>>>>
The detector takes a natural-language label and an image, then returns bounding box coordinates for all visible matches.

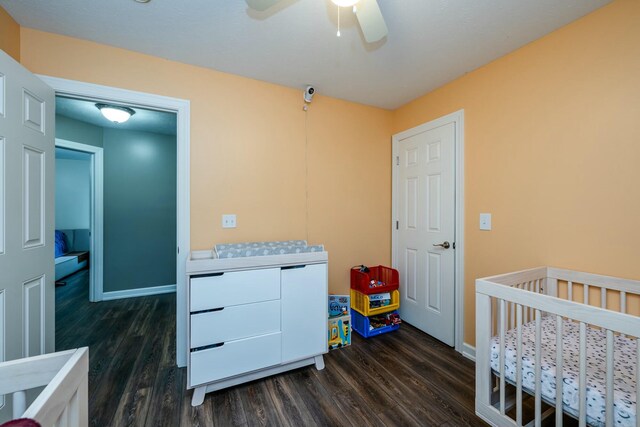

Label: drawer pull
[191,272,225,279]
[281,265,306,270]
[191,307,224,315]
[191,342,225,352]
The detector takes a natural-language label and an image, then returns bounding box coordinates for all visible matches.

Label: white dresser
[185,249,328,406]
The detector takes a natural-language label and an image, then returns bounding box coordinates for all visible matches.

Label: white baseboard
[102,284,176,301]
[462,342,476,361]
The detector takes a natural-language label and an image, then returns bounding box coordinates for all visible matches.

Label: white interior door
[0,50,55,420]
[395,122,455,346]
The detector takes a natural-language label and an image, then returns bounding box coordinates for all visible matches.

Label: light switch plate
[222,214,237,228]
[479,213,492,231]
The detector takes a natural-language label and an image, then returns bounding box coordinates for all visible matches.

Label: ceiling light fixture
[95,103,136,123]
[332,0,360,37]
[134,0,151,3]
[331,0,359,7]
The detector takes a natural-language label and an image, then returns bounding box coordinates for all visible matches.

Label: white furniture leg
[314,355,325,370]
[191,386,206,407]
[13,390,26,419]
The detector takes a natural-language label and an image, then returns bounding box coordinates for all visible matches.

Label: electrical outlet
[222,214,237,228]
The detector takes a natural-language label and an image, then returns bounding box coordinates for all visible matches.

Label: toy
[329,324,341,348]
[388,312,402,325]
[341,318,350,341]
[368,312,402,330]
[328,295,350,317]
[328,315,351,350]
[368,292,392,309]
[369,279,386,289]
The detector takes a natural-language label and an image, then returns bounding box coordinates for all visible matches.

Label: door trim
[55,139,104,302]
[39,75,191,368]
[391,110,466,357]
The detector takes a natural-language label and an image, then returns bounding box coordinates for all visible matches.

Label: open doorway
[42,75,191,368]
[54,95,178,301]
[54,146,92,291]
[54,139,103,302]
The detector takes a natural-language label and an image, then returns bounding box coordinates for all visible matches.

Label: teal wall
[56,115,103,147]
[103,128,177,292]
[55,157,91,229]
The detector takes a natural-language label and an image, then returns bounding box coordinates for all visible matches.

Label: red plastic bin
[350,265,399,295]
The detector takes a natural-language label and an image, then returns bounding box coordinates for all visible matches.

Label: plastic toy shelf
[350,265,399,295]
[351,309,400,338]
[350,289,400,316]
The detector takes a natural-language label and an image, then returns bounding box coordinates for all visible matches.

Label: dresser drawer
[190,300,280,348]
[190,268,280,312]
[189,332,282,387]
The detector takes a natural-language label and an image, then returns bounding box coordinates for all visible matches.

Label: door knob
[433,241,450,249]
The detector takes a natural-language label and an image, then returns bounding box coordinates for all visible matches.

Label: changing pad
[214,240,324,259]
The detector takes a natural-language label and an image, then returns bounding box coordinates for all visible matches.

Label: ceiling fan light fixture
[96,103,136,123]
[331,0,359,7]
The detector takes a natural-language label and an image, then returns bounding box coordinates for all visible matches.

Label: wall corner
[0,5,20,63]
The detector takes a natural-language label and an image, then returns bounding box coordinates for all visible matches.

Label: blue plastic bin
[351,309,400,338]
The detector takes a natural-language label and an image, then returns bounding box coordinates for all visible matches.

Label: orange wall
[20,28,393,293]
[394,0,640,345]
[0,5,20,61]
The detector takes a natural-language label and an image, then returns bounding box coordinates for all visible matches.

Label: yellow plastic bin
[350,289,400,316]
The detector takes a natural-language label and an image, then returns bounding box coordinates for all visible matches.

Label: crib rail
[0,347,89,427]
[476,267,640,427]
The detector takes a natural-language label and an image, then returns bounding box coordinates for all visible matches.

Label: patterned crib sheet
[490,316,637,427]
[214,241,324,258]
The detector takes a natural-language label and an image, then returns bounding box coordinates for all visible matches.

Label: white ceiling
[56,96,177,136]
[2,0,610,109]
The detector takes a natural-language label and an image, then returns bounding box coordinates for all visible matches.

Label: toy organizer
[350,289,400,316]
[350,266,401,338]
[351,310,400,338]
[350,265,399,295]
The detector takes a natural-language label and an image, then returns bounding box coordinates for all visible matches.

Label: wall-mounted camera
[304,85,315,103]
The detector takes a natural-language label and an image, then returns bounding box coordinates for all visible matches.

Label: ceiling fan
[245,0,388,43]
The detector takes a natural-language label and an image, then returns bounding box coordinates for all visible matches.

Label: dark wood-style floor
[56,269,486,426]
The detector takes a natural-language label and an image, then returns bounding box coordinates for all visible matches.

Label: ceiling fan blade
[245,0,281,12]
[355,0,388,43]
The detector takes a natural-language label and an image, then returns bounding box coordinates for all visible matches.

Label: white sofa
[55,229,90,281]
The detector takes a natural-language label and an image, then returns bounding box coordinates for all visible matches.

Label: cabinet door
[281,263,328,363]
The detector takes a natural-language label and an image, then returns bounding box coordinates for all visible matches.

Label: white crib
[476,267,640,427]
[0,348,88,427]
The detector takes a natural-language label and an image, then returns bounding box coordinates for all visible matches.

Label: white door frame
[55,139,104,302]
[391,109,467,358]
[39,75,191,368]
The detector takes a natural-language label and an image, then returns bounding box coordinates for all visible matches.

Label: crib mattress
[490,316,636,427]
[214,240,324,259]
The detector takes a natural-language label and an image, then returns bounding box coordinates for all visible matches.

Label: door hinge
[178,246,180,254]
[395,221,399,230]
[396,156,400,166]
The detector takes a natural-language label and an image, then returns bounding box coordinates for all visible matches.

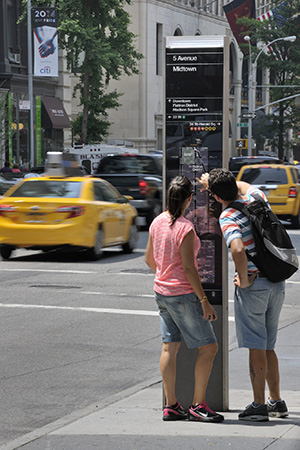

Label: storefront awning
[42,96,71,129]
<<<<
Each entry should be transcribed exactly as given, with pictures omitted.

The detector takes a natural-language label and an image, then returns bounding box coordinates for all visible matches.


Label: drawer pull
[191,272,225,279]
[281,265,306,270]
[191,307,224,315]
[191,342,225,352]
The detector takes a natural-language label and an image, then returns bounding box coordinates for all visible matches.

Label: white dresser
[185,249,328,406]
The detector takes a natural-language label and an image, then returns bounding box coordinates for all visible matches.

Label: white baseboard
[102,284,176,301]
[462,342,476,361]
The detector takes a natural-language label and an image, then returns bounding box coordinates for all visible matches.

Label: white interior door
[0,50,55,420]
[395,122,455,346]
The detector takes a natural-language label and an image, then returns bounding box coordinates for all visible matches.

Label: light switch plate
[222,214,237,228]
[479,213,492,231]
The detector takes a natural-language label and an image, then returns bounding box coordinates for all visible matches.

Label: ceiling light fixture
[95,103,136,123]
[332,0,360,37]
[134,0,151,3]
[331,0,359,7]
The detector takes a natural-language label and an image, then returns bounding box coordinates for all visible matches.

Label: white furniture leg
[314,355,325,370]
[191,386,206,407]
[13,390,26,419]
The detector takes a natural-language label and an image, then returns bounding box coordinates for all visible matches.

Label: electrical outlet
[222,214,237,228]
The detector takes a natural-language label and an image, then returns bounding box coordinates for all visible matches.

Label: toy
[329,324,341,348]
[388,312,402,325]
[341,318,350,341]
[368,312,402,330]
[328,295,350,317]
[328,315,351,350]
[368,292,392,309]
[369,279,386,289]
The detector takes a natural-language label and an image, then returns bounding box coordinates for all visible matches.

Label: door trim
[55,139,104,302]
[39,75,191,368]
[391,110,466,357]
The detector takes a natural-language label and an image, then returns bounding box coordinates for all visible matches.

Label: open doorway
[42,75,191,368]
[54,95,178,301]
[54,146,92,291]
[54,139,103,302]
The detector takes a natural-language label and an image, then returns bounding box coordinates for all visible matches.

Label: teal wall
[56,115,103,147]
[103,128,177,292]
[55,157,91,229]
The detector takes a natural-language label and an image, then returns bounding box coordinates for all visible matches.

Label: red plastic bin
[350,265,399,295]
The detector takes a natural-language label and an image, then returns bounding box coordinates for all visible matches.

Label: plastic toy shelf
[350,265,399,295]
[351,309,400,338]
[350,289,400,316]
The detector takes a natural-language label and an image, then returns bounding box coordinates for all visible matches.

Label: dresser drawer
[190,300,280,348]
[190,268,280,312]
[189,332,282,387]
The detector takes a natural-language label and an image, then returns bounding box coordinates for all visible matches.

Label: door knob
[433,241,450,249]
The detector takes a natural-language label and an image, then returns bounding box coordinates for all visible matches.

Label: changing pad
[214,240,324,259]
The detector takes a natural-language label and an image, then returns bounding box coordinates for all visible matches.

Label: ceiling fan light fixture
[96,103,136,123]
[331,0,359,7]
The detector takes a natural-language label and an image, then returns bounding box coordinates for all visible matches.

Label: wall corner
[0,5,20,63]
The detector takes a natural-language label and an image, then returns bounding box coordinates for all visible matches.

Label: blue plastic bin
[351,309,400,338]
The detector takes a natural-language label and an image, then returns bounding box coordinates for all visible matches.

Label: orange wall
[20,28,393,293]
[394,0,640,345]
[0,5,20,61]
The detector takes a natural-language label and an image, then returns bounding box coordinates for all visible matches.

Label: yellow plastic bin
[350,289,400,316]
The detector takes a natural-language label and an image, then returns bounding box coordinates for all visible matches.

Label: crib rail
[0,347,89,427]
[476,267,640,427]
The detector takes a natural-language label and an image, then returns bounding box coordinates for all visible matches.

Label: patterned crib sheet
[490,316,637,427]
[214,241,324,258]
The detector takes a natural-language label and an image, then returns bounding box coordinates for all visible matches.

Label: white ceiling
[56,96,177,136]
[2,0,610,109]
The detector takes a natural-language label and an image, then returns bounding box coordinates for all visible matches.

Label: toy organizer
[350,289,400,316]
[350,266,401,338]
[351,310,400,338]
[350,265,399,295]
The detector takes a natural-language label and an image, then returns bounding box coordinates for all visible matches.

Label: wall-mounted camera
[304,85,315,103]
The detector takes a natural-language label and an image, then returns bounding box coordinates for all visible matches.

Label: ceiling fan
[245,0,388,43]
The detector takes a natural-language label and an image, then returns bounding box coordinates for all visible matches.

Label: dark wood-style floor
[56,269,486,426]
The detector takes a natural-language label and an image, then returns bounding box coordinates for all visible matches.

Label: ceiling fan blade
[245,0,281,12]
[355,0,388,43]
The detector takes a natural-language label and an image, then returns bounding box coordinates for all visible matches.

Label: white sofa
[55,229,90,281]
The detector takes a natural-language label and an image, then returns bounding box coordinates for all visible matches.

Label: cabinet door
[281,263,328,363]
The detector takes a natural-language label and an image, then returns bounding box coordinates for all visible matches.

Label: white crib
[476,267,640,427]
[0,348,88,427]
The detector takes a natural-language label and an image, then returns bounding box coordinates for all visible matches.

Label: white door frame
[55,139,104,302]
[391,109,467,358]
[39,75,191,368]
The detector takes a natural-language label and an image, then returns bounding box coordinates for all visible matches.

Label: crib mattress
[490,316,636,427]
[214,240,324,259]
The detector takes a natural-language label and an image, then returns bounding box coordinates for all visible matches.

Label: door hinge
[178,246,180,254]
[395,221,399,230]
[396,156,400,166]
The detector takes a natural-language label and an image, then returns bounding box coordinates for all visible matches.


Label: storefront awning
[42,96,71,129]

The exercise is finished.